[Rows of box annotation data]

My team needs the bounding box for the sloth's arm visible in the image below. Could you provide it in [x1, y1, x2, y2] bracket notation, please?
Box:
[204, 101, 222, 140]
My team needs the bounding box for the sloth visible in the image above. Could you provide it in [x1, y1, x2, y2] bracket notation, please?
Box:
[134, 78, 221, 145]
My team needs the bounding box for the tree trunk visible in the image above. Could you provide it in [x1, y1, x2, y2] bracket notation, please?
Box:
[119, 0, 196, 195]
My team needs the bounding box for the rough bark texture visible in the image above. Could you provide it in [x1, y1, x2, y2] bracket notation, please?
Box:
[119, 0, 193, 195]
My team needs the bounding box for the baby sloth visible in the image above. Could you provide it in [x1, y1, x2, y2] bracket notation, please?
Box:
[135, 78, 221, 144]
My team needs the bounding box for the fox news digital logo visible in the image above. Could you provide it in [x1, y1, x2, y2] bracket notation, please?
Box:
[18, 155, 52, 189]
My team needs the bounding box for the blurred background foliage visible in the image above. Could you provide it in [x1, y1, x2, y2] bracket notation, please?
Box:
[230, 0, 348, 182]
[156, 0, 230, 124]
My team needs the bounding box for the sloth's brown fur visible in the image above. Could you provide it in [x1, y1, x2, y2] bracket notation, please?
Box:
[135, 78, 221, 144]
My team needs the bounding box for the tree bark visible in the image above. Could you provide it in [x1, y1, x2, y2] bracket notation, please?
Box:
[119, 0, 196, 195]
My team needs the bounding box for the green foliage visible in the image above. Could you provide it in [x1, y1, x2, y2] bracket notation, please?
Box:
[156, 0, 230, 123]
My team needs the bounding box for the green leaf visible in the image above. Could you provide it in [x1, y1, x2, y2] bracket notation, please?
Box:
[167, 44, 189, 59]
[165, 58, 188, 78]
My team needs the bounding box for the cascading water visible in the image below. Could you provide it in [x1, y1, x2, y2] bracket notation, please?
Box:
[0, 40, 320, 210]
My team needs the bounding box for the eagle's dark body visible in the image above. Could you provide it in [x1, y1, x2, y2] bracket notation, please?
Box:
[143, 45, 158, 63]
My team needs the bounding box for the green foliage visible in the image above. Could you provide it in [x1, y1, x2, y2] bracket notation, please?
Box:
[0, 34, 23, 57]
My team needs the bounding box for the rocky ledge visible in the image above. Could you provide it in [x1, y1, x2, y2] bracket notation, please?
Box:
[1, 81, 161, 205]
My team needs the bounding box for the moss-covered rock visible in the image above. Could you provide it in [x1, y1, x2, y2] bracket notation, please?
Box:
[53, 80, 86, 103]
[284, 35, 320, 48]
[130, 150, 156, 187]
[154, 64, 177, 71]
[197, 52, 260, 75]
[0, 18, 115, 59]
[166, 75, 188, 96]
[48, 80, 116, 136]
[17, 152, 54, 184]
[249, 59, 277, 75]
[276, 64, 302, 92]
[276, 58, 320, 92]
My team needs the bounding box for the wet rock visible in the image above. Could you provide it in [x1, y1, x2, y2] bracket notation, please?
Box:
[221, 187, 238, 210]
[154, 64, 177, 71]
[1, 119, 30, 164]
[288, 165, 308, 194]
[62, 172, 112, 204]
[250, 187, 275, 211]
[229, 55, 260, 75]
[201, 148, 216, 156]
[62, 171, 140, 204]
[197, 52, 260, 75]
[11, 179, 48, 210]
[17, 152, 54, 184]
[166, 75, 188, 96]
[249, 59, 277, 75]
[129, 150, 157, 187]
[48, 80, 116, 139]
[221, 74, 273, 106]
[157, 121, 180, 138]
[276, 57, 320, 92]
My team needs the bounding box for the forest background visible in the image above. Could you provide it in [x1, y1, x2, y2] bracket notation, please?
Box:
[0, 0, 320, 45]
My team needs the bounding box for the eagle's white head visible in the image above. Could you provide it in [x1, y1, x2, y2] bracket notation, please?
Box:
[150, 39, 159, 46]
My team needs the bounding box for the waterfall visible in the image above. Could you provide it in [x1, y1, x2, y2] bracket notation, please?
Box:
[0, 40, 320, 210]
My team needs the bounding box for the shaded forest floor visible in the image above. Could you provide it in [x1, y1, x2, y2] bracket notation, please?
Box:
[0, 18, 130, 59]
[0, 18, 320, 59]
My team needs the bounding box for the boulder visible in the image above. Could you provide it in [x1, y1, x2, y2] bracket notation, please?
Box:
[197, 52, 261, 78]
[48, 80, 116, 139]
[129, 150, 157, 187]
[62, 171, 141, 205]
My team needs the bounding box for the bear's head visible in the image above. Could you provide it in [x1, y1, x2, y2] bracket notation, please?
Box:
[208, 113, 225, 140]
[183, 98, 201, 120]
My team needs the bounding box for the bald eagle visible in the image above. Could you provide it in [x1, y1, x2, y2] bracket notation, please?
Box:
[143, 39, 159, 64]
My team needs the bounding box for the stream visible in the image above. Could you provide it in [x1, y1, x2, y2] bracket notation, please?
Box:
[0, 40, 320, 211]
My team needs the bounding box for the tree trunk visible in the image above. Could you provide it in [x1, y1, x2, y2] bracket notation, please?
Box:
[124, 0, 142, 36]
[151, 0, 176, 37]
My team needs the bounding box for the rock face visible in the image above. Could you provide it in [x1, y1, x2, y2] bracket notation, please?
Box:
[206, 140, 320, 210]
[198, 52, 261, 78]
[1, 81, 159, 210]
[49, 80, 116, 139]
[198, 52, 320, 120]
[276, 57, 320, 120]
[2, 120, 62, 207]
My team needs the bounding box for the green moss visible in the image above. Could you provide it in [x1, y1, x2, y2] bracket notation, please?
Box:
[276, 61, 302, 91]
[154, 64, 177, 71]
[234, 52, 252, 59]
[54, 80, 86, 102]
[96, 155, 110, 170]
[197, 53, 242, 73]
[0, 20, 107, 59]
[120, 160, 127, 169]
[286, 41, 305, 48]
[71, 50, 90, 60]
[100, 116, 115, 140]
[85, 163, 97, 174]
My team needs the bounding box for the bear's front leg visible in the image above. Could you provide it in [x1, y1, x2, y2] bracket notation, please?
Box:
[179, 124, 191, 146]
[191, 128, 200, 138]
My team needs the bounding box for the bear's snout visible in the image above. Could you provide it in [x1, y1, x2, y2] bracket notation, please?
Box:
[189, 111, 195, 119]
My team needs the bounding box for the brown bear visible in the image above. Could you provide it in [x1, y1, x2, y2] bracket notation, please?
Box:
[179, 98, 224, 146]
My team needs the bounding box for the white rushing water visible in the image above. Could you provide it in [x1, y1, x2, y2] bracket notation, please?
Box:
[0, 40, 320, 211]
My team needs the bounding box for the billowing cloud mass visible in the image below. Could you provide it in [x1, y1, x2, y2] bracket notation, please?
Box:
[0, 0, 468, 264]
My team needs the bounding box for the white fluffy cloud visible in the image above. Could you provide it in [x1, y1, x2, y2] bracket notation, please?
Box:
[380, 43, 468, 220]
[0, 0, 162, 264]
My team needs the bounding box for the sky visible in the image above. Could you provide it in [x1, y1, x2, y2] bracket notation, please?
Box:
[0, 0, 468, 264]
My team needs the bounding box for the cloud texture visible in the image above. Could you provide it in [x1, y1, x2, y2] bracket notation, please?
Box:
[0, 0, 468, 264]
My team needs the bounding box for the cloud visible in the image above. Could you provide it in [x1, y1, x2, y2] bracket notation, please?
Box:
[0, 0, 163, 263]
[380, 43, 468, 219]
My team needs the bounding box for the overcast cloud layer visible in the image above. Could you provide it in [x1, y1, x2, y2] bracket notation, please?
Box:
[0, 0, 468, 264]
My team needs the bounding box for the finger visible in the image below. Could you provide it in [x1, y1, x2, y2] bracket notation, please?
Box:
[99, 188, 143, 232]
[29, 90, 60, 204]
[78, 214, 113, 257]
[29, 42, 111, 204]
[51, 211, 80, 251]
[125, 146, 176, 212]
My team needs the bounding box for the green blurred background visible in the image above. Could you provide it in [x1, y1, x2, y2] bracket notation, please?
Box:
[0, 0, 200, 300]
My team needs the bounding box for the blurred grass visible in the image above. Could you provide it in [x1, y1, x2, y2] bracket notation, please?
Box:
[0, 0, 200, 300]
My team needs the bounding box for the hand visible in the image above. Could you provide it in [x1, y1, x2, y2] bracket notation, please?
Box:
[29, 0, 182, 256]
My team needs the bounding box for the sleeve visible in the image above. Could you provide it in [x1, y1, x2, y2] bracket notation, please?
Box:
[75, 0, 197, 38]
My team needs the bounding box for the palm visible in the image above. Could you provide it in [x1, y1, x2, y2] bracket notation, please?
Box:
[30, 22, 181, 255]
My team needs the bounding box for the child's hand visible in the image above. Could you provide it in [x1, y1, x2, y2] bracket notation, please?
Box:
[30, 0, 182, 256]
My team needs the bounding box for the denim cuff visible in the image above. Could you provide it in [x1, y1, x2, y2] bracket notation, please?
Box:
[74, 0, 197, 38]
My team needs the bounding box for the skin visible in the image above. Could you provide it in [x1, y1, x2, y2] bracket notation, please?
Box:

Task goal
Take the line that contains "My team needs the bounding box for the green blurred" and every line after it through the end of the listing above, and repeat them exactly.

Result below
My team needs the bounding box for the green blurred background visible in the image above. Could you provide it in [x1, y1, x2, y2] bracket notation, please?
Box:
[0, 0, 200, 300]
My team needs the bounding box for the blurred grass visible in the image above. Could you provide it in [x1, y1, x2, y2] bracket notation, please?
Box:
[0, 0, 200, 300]
My team needs the bounding box for the hand visible in the image above. Could you provide it in [x1, y1, x2, y2] bracket notation, please?
Box:
[29, 0, 182, 256]
My team needs the bounding box for the sleeve visible in the image above. Could you provide it in [x1, y1, x2, y2] bracket notation, please?
Box:
[75, 0, 197, 38]
My team needs the bounding box for the palm visible in the image above. Could you provide it in [x1, y1, x2, y2] bracket notation, please?
Box:
[30, 22, 181, 255]
My team needs the bounding box for the child's hand visible in the image above. Could you provide it in [x1, y1, x2, y2] bracket notation, please?
Box:
[30, 0, 182, 256]
My team needs the bounding box for the denim cuff visible in the image above. Could you provide it in [x1, y1, x2, y2] bracket notation, please?
Box:
[74, 0, 197, 38]
My team needs the bounding box for the skin visible in the image above. Could you provide it in [x1, y1, x2, y2] bracket notation, please?
Box:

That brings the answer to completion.